STORED ROWS start
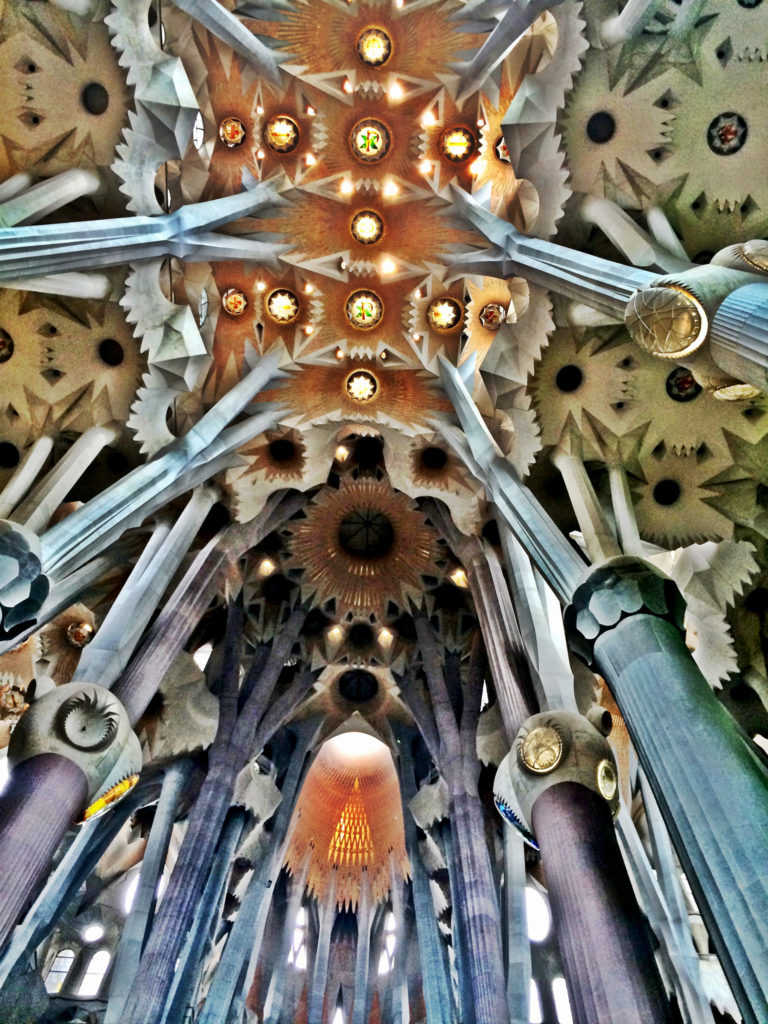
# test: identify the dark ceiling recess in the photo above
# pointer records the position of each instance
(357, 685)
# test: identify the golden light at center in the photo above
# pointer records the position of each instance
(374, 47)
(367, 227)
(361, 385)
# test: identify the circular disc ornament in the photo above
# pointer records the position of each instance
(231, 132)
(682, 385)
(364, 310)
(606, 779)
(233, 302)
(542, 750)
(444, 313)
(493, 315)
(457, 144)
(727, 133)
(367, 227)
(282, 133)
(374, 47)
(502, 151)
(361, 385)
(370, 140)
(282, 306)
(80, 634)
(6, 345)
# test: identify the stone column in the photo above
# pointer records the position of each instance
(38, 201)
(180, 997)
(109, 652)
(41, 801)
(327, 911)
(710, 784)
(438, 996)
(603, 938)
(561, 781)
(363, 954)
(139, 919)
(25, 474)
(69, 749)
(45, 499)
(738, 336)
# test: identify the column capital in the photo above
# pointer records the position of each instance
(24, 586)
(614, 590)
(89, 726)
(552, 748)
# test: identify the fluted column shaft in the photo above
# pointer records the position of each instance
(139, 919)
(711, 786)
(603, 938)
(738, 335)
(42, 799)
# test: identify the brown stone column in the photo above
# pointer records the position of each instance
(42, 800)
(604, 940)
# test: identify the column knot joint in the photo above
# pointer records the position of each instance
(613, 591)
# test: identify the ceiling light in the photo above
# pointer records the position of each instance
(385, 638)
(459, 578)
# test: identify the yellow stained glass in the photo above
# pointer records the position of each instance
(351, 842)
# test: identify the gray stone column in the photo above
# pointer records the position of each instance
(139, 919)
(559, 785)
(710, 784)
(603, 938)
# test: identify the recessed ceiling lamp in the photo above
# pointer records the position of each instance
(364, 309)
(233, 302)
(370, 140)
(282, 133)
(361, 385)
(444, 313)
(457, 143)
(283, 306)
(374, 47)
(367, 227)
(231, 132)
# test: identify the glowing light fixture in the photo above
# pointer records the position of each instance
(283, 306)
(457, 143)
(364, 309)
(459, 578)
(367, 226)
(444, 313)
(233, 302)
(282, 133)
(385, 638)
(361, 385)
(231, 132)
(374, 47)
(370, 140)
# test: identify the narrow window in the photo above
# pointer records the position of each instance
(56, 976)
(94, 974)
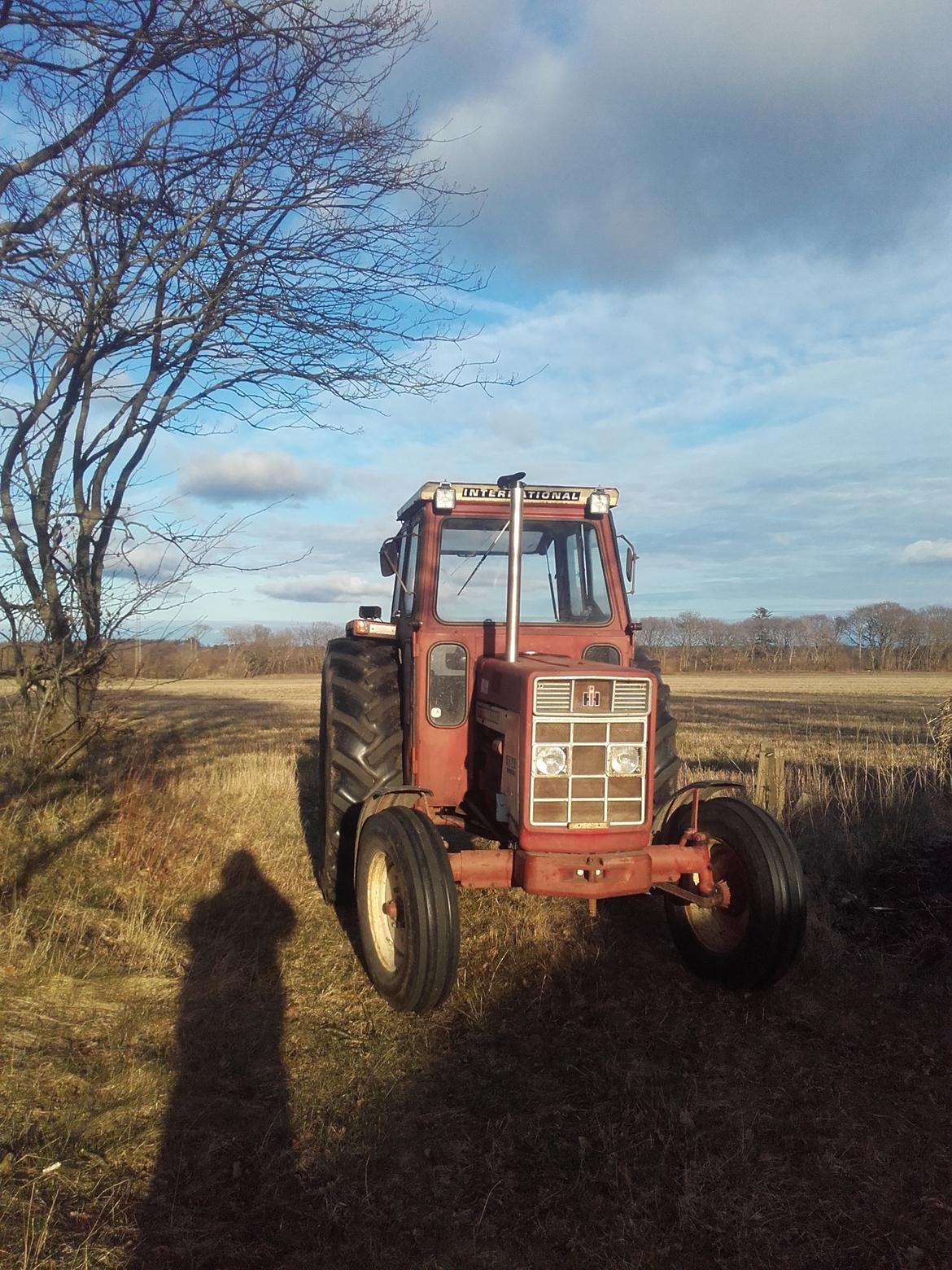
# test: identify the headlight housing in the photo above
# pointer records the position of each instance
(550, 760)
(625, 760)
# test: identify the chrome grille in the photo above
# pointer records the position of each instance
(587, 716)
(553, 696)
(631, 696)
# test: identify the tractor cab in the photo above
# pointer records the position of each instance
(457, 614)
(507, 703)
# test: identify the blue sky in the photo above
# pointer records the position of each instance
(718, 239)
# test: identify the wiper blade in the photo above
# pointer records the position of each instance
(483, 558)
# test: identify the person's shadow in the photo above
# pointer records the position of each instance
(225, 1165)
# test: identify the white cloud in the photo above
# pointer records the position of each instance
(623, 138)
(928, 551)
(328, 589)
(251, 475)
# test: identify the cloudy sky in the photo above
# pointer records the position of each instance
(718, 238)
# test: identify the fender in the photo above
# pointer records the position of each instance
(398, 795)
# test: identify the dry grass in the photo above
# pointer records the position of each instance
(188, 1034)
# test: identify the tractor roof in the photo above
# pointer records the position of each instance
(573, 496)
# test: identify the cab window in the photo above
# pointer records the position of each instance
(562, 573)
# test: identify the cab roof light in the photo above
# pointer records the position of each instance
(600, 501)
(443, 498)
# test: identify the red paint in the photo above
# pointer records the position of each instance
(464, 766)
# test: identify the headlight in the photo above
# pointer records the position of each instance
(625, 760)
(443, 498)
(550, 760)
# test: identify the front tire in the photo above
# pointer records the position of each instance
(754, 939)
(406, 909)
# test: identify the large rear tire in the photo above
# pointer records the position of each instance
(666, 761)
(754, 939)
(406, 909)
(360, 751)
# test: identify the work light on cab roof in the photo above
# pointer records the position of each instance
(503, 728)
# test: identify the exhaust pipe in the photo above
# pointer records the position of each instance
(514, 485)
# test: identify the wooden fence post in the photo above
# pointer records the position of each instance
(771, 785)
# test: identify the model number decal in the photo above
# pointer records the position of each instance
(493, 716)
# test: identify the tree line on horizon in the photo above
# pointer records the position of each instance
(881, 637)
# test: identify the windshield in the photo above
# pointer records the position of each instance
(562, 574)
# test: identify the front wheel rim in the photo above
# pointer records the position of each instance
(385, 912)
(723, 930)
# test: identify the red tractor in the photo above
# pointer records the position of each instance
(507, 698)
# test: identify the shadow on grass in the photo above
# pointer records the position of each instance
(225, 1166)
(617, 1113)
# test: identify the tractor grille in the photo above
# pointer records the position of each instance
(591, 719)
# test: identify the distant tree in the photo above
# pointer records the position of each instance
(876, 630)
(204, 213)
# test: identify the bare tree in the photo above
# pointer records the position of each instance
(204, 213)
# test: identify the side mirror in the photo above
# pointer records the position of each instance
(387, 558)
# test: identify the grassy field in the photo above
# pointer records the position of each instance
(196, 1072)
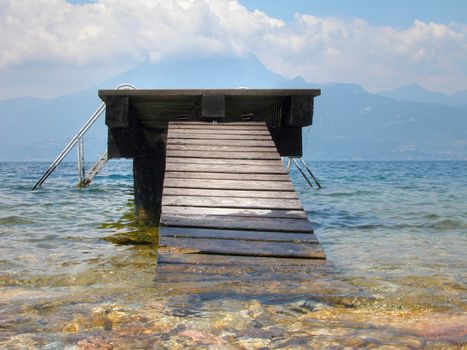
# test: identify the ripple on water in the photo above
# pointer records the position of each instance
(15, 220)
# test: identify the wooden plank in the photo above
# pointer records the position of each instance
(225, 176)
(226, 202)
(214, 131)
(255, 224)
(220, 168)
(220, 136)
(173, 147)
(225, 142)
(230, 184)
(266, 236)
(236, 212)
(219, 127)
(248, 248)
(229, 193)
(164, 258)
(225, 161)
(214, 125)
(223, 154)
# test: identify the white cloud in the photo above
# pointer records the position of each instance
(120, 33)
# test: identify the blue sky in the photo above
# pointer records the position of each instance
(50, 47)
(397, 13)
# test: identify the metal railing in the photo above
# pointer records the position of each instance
STORED ROWS end
Reproduce all of the lines above word for word, omitting the pictures.

## RESPONSE TO THIS EXERCISE
# test: identify the dark ceiling recess in the photo above
# pointer records the position of each instance
(357, 685)
# test: identify the golden light at center in the photo above
# pointer records the position of each instance
(374, 47)
(367, 227)
(361, 385)
# test: identify the circular disc ornament in the photo above
# pointer records the position of each instance
(231, 132)
(682, 385)
(364, 310)
(606, 779)
(233, 302)
(542, 750)
(444, 313)
(493, 315)
(457, 144)
(727, 133)
(367, 227)
(282, 133)
(374, 47)
(502, 151)
(361, 385)
(370, 140)
(282, 306)
(80, 634)
(6, 345)
# test: identify the stone column in the photo above
# pointer records the position of each instance
(38, 201)
(180, 997)
(109, 652)
(41, 801)
(327, 911)
(710, 784)
(438, 996)
(603, 938)
(561, 781)
(363, 954)
(139, 919)
(25, 474)
(69, 749)
(45, 499)
(738, 336)
# test: identify the column capital in the photo above
# pointer records the position of each instance
(24, 586)
(614, 590)
(89, 726)
(552, 748)
# test: identify the fluted column shaft in the photo above
# pointer records the position of each instance
(139, 919)
(711, 786)
(603, 938)
(738, 335)
(42, 799)
# test: identify the brown stone column in the photo above
# pointer records the position of each instance
(42, 800)
(604, 940)
# test: identify the column knot joint in the photo above
# pointer records the position of each instance
(613, 591)
# test: identify the ceiling light in the photo above
# pointer records the position of each instance
(385, 638)
(459, 578)
# test: identify the yellow stained glass in the photo above
# pointer records the position of each instance
(351, 842)
# test: identify the gray stone column in the photo above
# pointer records the position of each instance
(139, 919)
(559, 785)
(710, 784)
(603, 938)
# test: identify the recessed ceiling lamp in the photo above
# pointer records the position of each instance
(364, 309)
(233, 302)
(370, 140)
(282, 133)
(361, 385)
(444, 313)
(457, 143)
(283, 306)
(374, 47)
(367, 227)
(231, 132)
# test: identify the glowing light fixture in the photo above
# pointer records the position of each instance
(283, 306)
(457, 143)
(364, 309)
(459, 578)
(367, 226)
(444, 313)
(233, 302)
(282, 133)
(385, 638)
(361, 385)
(231, 132)
(374, 47)
(370, 140)
# test: identify the narrow window in the photo above
# pointer records the position of each instance
(56, 976)
(94, 974)
# test: identify the headlight housing in the photo above
# pointer records the position of each instance
(550, 760)
(625, 760)
# test: identify the chrome grille in the photo above
# pointer records the position of each instance
(587, 716)
(553, 696)
(631, 696)
# test: identify the tractor cab in the photo above
# pointer records the position of each instance
(457, 614)
(507, 703)
# test: identify the blue sky in the photo above
# pointer records the position of each instance
(718, 239)
# test: identify the wiper blade in the photo above
# pointer records the position of each instance
(483, 558)
# test: identify the person's shadow in the photo above
# pointer records the position of each instance
(225, 1165)
# test: identify the white cloud in the photo above
# pointer records the position of each instance
(623, 138)
(928, 551)
(328, 589)
(251, 475)
# test: identify the cloudy sky in the photo above
# pointer records the position of each instance
(718, 238)
# test: identify the fender in the photo above
# pointer records the position of each instance
(398, 795)
# test: identify the dry grass in the photo above
# pointer records the position of each instance
(188, 1034)
# test: identify the tractor roof in the photo above
# pointer records the position of each instance
(573, 496)
# test: identify the cab window in the photo above
# pointer records the position of each instance
(562, 573)
# test: identify the cab roof light in the photo above
# pointer records the position of each instance
(600, 501)
(443, 498)
# test: identify the red paint in the photo above
# pointer records the position of each instance
(464, 766)
# test: identify the headlight in the photo above
# pointer records the position of each instance
(625, 760)
(443, 498)
(550, 760)
# test: identify the front tire in the photo above
# pointer records the position of each instance
(754, 939)
(406, 909)
# test: identify the large rear tire in the photo above
# pointer records the position of each instance
(666, 761)
(754, 939)
(406, 909)
(360, 751)
# test: identify the work light on cab roof in the photo above
# pointer records the position of each instance
(503, 728)
# test: identify the exhaust pipe in the photo above
# pointer records the position of each instance
(514, 485)
# test: identify the wooden fence post in the photo above
# pointer records the position of each instance
(771, 785)
# test: identify the model number decal in the photo above
# pointer records the position of each instance
(493, 716)
# test: identify the tree line on horizon in the photo above
# pointer records the position of each instance
(881, 637)
# test: identify the windshield in the photo above
# pointer records the position of each instance
(562, 574)
# test: identify the front wheel rim in the photo above
# pointer records the position of each instance
(385, 912)
(723, 930)
# test: identify the red tractor in the photo above
# pointer records the position of each instance
(507, 698)
# test: identify the shadow on grass in the photo above
# pointer records the position of each instance
(225, 1166)
(617, 1113)
# test: identify the tractor grille in the photo above
# pointer records the position of each instance
(591, 719)
# test: identify the distant tree in the photo above
# pointer records the position of each instance
(876, 630)
(204, 213)
# test: identify the bare tree in the photo above
# pointer records the position of each instance
(204, 213)
# test: identify the side mirror in the photo above
# pointer records the position of each instance
(387, 558)
# test: identify the grassy field in the photo above
# pointer records the position of each instance
(196, 1072)
# test: identify the ripple on water in the photo above
# pointer records the position of each instance
(15, 220)
# test: identify the wooden plank in the photo above
# pointer records the position of each instance
(225, 176)
(226, 202)
(214, 131)
(255, 224)
(220, 168)
(220, 136)
(173, 147)
(225, 142)
(230, 184)
(266, 236)
(236, 212)
(219, 127)
(248, 248)
(229, 193)
(164, 258)
(225, 161)
(214, 125)
(223, 154)
# test: identify the white cloud in the photo above
# pointer records the position of each instance
(120, 33)
# test: identify the blue sky in the photo above
# pointer records the position of each instance
(50, 47)
(397, 13)
# test: identify the metal railing in the photo above
# pointer records the position of each instance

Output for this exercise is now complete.